(Labeled-object pointing entries)
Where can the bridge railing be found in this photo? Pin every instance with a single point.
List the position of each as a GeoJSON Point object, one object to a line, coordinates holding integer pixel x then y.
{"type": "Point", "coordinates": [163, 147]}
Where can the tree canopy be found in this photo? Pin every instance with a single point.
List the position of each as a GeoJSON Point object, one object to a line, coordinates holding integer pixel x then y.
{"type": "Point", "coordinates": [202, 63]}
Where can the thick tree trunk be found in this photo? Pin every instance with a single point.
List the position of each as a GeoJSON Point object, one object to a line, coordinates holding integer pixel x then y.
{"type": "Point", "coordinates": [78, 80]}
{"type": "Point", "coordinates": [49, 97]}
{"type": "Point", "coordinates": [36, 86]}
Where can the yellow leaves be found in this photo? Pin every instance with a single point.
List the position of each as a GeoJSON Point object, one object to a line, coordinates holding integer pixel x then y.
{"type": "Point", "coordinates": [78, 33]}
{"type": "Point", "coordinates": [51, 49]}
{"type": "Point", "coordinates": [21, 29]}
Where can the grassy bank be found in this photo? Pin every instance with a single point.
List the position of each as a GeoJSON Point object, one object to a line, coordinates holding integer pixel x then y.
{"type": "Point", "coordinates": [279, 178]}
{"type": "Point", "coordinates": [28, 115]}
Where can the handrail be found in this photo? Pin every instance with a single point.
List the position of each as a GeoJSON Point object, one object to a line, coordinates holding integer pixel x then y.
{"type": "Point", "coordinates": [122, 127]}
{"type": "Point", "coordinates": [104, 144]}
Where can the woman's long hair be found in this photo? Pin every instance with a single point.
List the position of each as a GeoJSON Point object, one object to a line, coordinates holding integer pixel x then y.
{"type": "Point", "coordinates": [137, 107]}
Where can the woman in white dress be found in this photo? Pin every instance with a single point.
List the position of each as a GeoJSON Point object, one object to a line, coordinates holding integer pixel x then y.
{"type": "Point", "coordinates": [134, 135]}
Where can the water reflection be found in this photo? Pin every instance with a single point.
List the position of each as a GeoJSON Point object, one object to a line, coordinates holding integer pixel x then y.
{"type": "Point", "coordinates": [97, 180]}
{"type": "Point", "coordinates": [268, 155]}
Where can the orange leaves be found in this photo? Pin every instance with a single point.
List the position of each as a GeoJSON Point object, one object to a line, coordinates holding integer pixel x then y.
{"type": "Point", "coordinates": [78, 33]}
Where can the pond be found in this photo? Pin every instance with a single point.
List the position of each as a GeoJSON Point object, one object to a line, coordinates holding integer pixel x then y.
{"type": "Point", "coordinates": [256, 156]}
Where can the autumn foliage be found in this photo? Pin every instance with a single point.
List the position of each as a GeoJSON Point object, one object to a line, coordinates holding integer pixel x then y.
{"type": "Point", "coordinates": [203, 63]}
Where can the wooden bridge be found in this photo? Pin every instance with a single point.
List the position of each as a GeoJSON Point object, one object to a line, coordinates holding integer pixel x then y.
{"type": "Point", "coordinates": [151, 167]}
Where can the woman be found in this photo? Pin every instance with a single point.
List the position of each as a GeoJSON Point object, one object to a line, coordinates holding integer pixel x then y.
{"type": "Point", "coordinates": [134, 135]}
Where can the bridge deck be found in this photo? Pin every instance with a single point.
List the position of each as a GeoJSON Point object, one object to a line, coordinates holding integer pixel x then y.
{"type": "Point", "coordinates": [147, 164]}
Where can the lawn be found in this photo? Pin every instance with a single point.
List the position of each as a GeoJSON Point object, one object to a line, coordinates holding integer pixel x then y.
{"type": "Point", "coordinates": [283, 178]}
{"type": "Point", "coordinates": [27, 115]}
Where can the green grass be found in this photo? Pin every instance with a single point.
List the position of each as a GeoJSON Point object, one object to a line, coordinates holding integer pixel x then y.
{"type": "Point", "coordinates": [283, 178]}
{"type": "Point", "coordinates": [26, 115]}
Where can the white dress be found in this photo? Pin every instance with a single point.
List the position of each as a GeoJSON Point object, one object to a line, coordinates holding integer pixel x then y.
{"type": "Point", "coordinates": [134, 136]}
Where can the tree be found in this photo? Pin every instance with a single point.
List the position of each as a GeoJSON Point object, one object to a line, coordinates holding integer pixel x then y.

=== Task ===
Reproduce every one of the records above verbatim.

=== Answer for this exercise ===
Where can the bridge railing be found in this photo? Pin every instance with a single point.
List the position of each as a GeoJSON Point object, one object to a line, coordinates holding integer pixel x then y.
{"type": "Point", "coordinates": [163, 147]}
Where can the tree canopy be found in this photo? Pin every instance with a single point.
List the position of each as a GeoJSON Point object, one object to a line, coordinates holding integer pixel x then y.
{"type": "Point", "coordinates": [202, 63]}
Where can the thick tree trunk be found in this photo? Pin every instance with a single point.
List the position of each as a GeoJSON Point object, one object to a line, coordinates holding integer pixel x then y.
{"type": "Point", "coordinates": [78, 80]}
{"type": "Point", "coordinates": [49, 97]}
{"type": "Point", "coordinates": [36, 86]}
Where can the yellow leaves be found in this photo? Pin every instance with a single point.
List the position of each as a GeoJSON Point object, one object to a line, coordinates holding integer pixel x then y.
{"type": "Point", "coordinates": [78, 33]}
{"type": "Point", "coordinates": [51, 49]}
{"type": "Point", "coordinates": [21, 29]}
Where can the grassy bank be found in this photo? Pin every instance with a single point.
List the position of each as a GeoJSON Point object, one object to a line, coordinates holding integer pixel x then y.
{"type": "Point", "coordinates": [279, 178]}
{"type": "Point", "coordinates": [28, 115]}
Where can the handrail be found in this photo? Pin every instance with a single point.
List the position of each as a GeoJSON Point object, one object to a line, coordinates holding integer pixel x then y.
{"type": "Point", "coordinates": [122, 127]}
{"type": "Point", "coordinates": [104, 144]}
Where can the woman's long hair be found in this photo? Pin every instance with a single point.
List the position of each as a GeoJSON Point object, one object to a line, coordinates holding integer pixel x then y.
{"type": "Point", "coordinates": [137, 107]}
Where can the woman in white dress be found in this photo? Pin every instance with a single point.
List the position of each as a GeoJSON Point object, one object to a line, coordinates holding integer pixel x then y.
{"type": "Point", "coordinates": [134, 135]}
Where can the water reflection be found in this photo? Pin every instance with a single point.
List the position of each as a GeoJSON Point object, one object to a line, coordinates holding integer pixel x then y.
{"type": "Point", "coordinates": [97, 180]}
{"type": "Point", "coordinates": [268, 155]}
Where can the orange leaves be found in this photo? Pin every instance with a single point.
List the position of each as a GeoJSON Point object, one object to a line, coordinates holding integer pixel x then y.
{"type": "Point", "coordinates": [78, 33]}
Where can the pond be found in this photo? Pin every instance with a single point.
List the position of each as a GeoJSON Point object, one object to a line, coordinates holding integer pixel x then y.
{"type": "Point", "coordinates": [256, 156]}
Where can the autumn foliage be found in this photo? Pin every instance with a single point.
List the position of each as a GeoJSON Point object, one object to a line, coordinates holding integer pixel x then y.
{"type": "Point", "coordinates": [203, 63]}
Where can the wooden bridge be found in this photo? Pin every instance with a single point.
List the position of each as a GeoJSON Point object, one object to a line, coordinates holding integer pixel x then y.
{"type": "Point", "coordinates": [151, 167]}
Where can the woman be found in this photo? Pin every instance with a single point.
List the position of each as a GeoJSON Point object, one object to a line, coordinates holding integer pixel x then y.
{"type": "Point", "coordinates": [134, 135]}
Where can the bridge deck be found in this photo? Pin every instance with a single point.
List the position of each as a GeoJSON Point object, one object to a line, coordinates holding integer pixel x then y.
{"type": "Point", "coordinates": [147, 164]}
Where can the lawn be found in this photo? Pin every instance with a single point.
List the position of each as a GeoJSON Point object, one object to a line, coordinates holding integer pixel x then y.
{"type": "Point", "coordinates": [283, 178]}
{"type": "Point", "coordinates": [27, 115]}
Where can the green grass be found in this photo? Pin every instance with a single point.
List the position of each as a GeoJSON Point object, one object to a line, coordinates holding integer pixel x then y.
{"type": "Point", "coordinates": [283, 178]}
{"type": "Point", "coordinates": [26, 115]}
Where can the white dress be found in this photo? Pin every instance with a single point.
List the position of each as a GeoJSON Point object, one object to a line, coordinates holding integer pixel x then y.
{"type": "Point", "coordinates": [134, 136]}
Where can the tree be found in this photo? Pin every instance with a single point.
List the position of each as a GeoJSON Point object, one object to a line, coordinates holding integer pixel x then y.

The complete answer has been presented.